__What you will do__.
Which lines in the listing below contain the string "shrub"? Show every one of them in full, and count a match only when the case is the same.
** START OF Records **
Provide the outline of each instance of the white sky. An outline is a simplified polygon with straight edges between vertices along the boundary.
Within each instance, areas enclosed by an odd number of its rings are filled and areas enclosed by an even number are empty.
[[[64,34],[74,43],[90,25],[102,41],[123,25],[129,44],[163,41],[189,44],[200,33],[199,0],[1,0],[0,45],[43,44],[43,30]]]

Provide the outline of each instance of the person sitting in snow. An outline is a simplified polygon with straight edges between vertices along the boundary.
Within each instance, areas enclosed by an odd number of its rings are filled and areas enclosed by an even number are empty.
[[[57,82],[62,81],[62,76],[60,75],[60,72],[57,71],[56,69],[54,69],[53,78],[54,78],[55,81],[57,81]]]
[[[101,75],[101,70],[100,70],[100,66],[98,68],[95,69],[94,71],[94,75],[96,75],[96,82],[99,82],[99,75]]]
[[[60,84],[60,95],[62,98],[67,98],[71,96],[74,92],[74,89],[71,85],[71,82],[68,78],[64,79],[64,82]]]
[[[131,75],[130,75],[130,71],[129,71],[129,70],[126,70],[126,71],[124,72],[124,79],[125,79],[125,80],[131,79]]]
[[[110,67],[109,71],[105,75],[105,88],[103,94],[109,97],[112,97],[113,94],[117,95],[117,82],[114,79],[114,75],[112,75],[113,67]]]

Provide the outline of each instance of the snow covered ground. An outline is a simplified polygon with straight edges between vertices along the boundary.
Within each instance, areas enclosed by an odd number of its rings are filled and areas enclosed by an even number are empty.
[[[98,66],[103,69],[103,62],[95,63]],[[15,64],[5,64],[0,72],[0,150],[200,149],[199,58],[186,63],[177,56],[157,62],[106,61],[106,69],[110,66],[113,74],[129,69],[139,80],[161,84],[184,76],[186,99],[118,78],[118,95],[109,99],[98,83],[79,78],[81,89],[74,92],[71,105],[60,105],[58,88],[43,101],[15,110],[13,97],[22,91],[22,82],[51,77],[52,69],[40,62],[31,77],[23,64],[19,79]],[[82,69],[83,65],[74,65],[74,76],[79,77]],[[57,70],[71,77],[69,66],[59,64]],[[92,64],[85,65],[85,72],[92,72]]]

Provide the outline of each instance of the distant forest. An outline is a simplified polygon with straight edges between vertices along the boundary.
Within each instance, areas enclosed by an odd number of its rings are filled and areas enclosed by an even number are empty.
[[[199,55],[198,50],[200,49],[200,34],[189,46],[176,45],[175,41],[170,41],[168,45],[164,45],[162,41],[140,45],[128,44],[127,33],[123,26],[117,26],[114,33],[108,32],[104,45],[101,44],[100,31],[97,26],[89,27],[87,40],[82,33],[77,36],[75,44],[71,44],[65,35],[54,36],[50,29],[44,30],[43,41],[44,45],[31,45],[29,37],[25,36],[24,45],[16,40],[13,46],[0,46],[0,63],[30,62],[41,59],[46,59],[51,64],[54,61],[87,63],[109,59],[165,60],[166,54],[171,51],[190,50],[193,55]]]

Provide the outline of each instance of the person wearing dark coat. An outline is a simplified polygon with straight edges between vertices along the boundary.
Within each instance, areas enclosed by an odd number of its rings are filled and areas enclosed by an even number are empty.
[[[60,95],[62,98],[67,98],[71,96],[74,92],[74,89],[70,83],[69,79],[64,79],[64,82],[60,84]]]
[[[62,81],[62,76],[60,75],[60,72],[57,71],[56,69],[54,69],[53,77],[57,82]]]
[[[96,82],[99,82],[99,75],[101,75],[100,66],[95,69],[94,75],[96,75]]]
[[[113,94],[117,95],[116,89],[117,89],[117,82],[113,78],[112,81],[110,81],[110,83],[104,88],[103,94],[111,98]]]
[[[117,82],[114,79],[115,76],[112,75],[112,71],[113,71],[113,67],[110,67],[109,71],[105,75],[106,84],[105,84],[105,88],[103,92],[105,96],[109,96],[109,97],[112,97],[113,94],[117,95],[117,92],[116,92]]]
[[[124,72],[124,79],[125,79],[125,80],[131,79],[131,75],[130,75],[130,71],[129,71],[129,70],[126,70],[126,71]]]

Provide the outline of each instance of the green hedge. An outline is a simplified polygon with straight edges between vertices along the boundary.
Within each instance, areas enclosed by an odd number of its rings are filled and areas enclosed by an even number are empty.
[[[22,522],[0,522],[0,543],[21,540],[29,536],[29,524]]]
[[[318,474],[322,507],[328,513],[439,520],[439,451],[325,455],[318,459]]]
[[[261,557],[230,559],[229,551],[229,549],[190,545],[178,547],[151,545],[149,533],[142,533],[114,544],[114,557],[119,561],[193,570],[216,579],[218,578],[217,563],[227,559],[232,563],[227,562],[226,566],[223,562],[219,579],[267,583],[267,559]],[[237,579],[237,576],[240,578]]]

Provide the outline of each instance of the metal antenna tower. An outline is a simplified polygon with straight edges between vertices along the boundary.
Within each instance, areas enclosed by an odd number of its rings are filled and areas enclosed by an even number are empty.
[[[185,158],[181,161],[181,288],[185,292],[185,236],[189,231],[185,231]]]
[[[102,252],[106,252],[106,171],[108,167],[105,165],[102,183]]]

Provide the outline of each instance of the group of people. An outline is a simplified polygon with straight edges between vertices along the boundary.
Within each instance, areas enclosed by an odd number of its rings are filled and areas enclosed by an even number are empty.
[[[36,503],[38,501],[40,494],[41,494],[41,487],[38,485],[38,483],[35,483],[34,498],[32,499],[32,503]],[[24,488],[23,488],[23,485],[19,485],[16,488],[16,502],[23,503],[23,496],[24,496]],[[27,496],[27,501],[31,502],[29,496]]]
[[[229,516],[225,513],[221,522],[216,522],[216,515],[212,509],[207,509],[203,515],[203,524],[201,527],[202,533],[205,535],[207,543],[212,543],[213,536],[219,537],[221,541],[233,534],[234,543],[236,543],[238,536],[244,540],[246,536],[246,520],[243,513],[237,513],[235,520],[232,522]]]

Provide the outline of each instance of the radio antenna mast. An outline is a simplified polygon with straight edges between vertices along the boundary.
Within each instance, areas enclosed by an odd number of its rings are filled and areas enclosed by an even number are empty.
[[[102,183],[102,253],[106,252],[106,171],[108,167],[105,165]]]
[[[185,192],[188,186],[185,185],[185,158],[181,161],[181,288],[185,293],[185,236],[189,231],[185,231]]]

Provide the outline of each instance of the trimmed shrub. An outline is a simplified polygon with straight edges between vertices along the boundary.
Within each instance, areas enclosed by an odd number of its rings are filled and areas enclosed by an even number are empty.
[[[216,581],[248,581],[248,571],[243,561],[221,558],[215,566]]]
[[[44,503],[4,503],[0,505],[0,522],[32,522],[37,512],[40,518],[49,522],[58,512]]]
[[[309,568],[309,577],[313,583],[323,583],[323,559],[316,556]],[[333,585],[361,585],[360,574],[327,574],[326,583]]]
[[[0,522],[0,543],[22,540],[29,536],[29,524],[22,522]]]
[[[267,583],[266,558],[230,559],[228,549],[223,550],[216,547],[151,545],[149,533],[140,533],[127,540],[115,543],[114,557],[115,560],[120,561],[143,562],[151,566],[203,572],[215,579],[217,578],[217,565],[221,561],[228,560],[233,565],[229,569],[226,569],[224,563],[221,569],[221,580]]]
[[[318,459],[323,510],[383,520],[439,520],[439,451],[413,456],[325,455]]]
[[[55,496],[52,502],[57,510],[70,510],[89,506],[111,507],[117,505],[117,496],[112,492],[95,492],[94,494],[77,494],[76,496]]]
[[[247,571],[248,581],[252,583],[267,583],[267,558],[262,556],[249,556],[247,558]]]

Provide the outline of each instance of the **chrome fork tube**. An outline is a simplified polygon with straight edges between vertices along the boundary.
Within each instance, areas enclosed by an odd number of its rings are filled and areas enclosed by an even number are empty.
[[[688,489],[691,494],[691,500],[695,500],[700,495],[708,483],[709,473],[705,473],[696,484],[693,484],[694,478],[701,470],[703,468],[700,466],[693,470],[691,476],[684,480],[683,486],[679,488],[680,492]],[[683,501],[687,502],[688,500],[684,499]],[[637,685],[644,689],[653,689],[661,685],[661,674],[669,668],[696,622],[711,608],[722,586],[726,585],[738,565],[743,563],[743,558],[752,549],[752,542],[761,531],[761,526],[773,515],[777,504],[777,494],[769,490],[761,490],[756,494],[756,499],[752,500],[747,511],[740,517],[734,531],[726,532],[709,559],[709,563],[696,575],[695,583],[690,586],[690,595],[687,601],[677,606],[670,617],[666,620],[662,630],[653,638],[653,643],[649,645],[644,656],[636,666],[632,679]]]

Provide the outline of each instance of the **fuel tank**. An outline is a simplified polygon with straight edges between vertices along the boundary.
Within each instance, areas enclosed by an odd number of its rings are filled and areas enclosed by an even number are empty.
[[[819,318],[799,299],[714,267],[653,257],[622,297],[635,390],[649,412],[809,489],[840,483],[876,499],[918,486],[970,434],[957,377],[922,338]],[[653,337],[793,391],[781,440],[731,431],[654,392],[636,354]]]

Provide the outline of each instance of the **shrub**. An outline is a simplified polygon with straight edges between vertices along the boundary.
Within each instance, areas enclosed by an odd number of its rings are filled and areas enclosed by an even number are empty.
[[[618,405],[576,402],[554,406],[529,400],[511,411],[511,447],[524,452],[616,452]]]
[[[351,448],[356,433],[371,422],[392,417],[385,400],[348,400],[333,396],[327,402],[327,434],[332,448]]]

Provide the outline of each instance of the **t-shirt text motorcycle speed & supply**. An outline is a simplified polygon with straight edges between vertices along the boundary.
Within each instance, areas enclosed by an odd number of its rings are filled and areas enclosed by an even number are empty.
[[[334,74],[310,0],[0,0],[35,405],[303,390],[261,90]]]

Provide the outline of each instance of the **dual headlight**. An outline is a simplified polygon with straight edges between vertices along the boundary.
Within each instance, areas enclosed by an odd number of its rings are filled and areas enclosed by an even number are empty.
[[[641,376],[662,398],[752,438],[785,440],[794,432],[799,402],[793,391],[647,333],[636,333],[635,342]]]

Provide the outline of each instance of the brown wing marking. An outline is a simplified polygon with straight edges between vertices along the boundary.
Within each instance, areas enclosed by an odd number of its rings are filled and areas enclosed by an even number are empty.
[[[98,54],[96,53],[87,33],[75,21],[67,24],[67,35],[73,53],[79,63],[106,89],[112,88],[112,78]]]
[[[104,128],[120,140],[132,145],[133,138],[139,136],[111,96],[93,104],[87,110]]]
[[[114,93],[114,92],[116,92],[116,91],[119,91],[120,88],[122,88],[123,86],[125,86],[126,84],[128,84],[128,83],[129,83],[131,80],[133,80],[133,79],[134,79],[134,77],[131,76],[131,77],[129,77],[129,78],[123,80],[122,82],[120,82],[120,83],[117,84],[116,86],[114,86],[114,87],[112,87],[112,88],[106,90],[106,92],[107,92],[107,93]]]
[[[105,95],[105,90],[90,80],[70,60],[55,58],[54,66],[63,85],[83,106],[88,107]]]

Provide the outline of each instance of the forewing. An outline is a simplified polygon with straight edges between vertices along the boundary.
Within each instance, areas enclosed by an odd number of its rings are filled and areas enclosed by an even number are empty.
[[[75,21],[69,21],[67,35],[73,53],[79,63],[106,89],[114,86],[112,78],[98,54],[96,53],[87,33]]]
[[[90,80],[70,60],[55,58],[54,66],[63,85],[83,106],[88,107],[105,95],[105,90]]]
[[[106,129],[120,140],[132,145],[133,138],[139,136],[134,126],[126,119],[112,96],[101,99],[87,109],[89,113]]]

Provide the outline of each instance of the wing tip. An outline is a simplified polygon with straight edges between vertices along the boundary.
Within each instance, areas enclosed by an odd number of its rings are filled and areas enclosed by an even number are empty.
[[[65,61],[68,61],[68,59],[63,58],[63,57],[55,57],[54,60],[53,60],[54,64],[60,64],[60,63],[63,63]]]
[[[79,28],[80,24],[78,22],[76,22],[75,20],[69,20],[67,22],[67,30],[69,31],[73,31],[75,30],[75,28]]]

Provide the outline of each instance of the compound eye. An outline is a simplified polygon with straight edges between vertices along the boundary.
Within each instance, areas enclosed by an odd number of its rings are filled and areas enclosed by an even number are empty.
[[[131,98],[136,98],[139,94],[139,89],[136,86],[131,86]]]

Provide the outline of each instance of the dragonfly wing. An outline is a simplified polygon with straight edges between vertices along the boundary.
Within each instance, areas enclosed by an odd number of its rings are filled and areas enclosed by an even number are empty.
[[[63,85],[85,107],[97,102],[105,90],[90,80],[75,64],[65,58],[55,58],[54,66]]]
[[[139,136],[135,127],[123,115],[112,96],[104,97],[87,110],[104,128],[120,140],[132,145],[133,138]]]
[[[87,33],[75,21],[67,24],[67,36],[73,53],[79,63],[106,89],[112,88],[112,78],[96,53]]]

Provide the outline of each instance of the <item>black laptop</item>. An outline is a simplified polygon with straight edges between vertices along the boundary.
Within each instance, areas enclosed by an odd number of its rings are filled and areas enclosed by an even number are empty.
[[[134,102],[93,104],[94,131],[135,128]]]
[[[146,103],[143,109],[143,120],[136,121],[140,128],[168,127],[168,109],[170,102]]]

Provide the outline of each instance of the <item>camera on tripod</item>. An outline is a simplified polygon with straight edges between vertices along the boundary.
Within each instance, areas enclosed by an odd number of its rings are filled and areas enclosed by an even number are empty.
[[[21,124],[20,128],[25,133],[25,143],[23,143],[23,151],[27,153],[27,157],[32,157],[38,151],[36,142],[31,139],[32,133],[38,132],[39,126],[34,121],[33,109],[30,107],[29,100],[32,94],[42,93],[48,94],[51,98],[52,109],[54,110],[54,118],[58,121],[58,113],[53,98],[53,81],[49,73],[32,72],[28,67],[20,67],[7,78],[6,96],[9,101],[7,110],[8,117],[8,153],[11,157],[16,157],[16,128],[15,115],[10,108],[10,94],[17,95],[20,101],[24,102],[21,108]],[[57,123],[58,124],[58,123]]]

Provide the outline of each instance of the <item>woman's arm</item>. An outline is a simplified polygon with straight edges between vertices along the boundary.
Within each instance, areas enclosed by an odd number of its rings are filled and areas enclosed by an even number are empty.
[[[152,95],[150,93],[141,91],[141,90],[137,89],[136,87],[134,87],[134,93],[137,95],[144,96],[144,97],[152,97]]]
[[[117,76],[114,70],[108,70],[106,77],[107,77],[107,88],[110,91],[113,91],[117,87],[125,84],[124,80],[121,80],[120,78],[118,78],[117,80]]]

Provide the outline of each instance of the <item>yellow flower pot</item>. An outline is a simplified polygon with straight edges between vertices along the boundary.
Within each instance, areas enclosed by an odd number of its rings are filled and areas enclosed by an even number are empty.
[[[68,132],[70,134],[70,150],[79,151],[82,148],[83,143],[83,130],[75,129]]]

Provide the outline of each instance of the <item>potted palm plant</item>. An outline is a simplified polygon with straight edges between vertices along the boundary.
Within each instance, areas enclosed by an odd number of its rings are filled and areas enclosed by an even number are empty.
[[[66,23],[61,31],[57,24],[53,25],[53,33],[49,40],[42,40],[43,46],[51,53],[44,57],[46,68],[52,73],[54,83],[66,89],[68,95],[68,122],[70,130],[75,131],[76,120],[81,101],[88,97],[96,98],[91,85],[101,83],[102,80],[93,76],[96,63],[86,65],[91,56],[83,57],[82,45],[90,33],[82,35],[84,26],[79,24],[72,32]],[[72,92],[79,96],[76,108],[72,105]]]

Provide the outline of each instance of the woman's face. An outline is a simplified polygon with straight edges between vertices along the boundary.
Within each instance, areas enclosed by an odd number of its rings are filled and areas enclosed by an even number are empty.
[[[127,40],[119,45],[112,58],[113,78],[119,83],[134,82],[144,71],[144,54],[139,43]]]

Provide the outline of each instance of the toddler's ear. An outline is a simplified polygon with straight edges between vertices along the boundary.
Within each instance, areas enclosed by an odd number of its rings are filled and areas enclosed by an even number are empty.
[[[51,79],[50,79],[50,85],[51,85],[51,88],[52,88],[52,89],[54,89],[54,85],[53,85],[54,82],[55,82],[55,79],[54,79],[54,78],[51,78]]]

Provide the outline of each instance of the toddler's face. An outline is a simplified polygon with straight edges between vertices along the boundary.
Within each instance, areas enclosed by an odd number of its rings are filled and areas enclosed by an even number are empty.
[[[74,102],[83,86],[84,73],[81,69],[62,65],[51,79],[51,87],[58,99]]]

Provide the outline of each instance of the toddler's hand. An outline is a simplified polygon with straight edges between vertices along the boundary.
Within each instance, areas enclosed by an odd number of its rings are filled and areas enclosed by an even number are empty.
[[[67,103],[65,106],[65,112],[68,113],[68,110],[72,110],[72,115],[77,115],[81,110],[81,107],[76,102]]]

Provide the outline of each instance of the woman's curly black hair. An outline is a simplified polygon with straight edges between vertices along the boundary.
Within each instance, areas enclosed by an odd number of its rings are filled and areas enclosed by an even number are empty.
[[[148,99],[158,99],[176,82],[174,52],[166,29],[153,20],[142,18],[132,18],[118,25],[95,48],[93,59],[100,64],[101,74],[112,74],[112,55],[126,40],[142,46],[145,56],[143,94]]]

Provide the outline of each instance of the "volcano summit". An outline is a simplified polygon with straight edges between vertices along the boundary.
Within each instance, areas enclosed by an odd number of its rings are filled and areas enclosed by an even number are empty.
** END OF Records **
__Result of this exercise__.
Provide the outline of each instance of the trimmed shrub. An outline is a simplified polygon with straight edges between vertices along the boundary.
Provide the outline of each instance of the **shrub**. An outline is a simplified polygon with straight edges between vertices along the boundary.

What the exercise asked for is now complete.